* _Stored data_
____

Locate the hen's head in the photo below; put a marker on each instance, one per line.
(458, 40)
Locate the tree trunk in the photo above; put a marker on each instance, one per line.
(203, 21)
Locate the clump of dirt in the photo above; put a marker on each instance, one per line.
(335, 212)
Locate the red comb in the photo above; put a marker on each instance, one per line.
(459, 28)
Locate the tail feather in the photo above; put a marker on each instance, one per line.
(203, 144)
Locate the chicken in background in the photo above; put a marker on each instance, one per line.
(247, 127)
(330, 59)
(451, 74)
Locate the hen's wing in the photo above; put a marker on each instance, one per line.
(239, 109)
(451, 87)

____

* _Your task_
Write out the items without any change, from the line containing "Locate the red" through the end of the items.

* _Solution for this problem_
Locate the red comb in the photo above; put a marker on each instance, one per line.
(459, 28)
Locate the tail feather in the photo above; put a marker on each instance, one per line.
(203, 144)
Locate the chicken in background in the photo above; put a marker on each instance, one per line.
(247, 127)
(330, 59)
(451, 74)
Locate the hen's wing in the photo above; put a marker on each instance, one per line.
(239, 109)
(451, 87)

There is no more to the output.